-------- Information supplied
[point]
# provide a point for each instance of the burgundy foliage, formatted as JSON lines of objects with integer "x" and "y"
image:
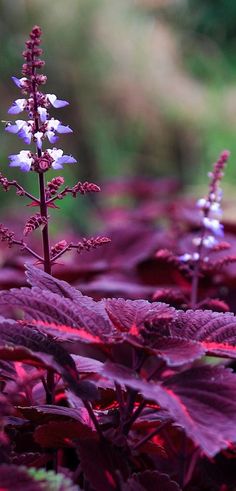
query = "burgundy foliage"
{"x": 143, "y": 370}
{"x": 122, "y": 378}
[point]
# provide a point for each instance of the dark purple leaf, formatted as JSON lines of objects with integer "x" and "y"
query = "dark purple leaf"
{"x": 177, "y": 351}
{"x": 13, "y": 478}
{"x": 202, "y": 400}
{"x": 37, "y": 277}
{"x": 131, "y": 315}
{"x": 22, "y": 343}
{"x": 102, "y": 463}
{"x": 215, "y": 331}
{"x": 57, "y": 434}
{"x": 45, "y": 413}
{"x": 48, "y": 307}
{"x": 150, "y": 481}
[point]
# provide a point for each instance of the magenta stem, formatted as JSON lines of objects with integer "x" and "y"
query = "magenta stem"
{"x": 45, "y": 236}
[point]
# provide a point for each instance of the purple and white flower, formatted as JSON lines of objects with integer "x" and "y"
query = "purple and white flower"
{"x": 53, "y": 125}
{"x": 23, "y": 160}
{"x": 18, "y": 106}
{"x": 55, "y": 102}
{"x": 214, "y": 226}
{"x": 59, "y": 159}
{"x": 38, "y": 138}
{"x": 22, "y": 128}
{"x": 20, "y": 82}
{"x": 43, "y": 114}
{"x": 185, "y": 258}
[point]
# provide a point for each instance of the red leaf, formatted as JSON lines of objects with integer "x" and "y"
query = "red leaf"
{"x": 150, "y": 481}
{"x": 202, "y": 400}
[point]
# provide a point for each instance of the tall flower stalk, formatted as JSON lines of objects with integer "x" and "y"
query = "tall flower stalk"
----------------
Task →
Pictures in the records above should not be copied. Repeat everything else exactly.

Worked solution →
[point]
# provide a point for each instance of the burgundy foliage, formatted as JSON lines of objects with integer "x" and "y"
image:
query = "burgundy foliage"
{"x": 143, "y": 370}
{"x": 122, "y": 378}
[point]
# provide a point for each instance of the dark purple leaf, formatted as JSON lines of objects with integer "x" and "y"
query = "dark purple leaf"
{"x": 177, "y": 351}
{"x": 13, "y": 478}
{"x": 202, "y": 400}
{"x": 37, "y": 277}
{"x": 131, "y": 315}
{"x": 22, "y": 343}
{"x": 102, "y": 463}
{"x": 215, "y": 331}
{"x": 57, "y": 434}
{"x": 45, "y": 413}
{"x": 48, "y": 307}
{"x": 150, "y": 481}
[point]
# provide a point for each instance of the magenta stem, formatted as JSON lines of objects with integer "x" and "y"
query = "magenta stem"
{"x": 45, "y": 236}
[point]
# provide a point for each instance of the purple and white flower, formatted as JSON lines of objects with integer "x" and "y"
query = "purple and white flower"
{"x": 53, "y": 125}
{"x": 23, "y": 160}
{"x": 18, "y": 106}
{"x": 55, "y": 102}
{"x": 214, "y": 226}
{"x": 59, "y": 159}
{"x": 38, "y": 138}
{"x": 22, "y": 128}
{"x": 20, "y": 82}
{"x": 43, "y": 114}
{"x": 185, "y": 258}
[point]
# provide a point for each instance of the red leaf, formatted as JSON lines of objects with integer "x" and "y"
query = "red leaf"
{"x": 150, "y": 481}
{"x": 202, "y": 400}
[point]
# provide a point for each instance of the tall flower stalk, formatted as JSON lines of objects with integer "x" and "y"
query = "tall flower stalk"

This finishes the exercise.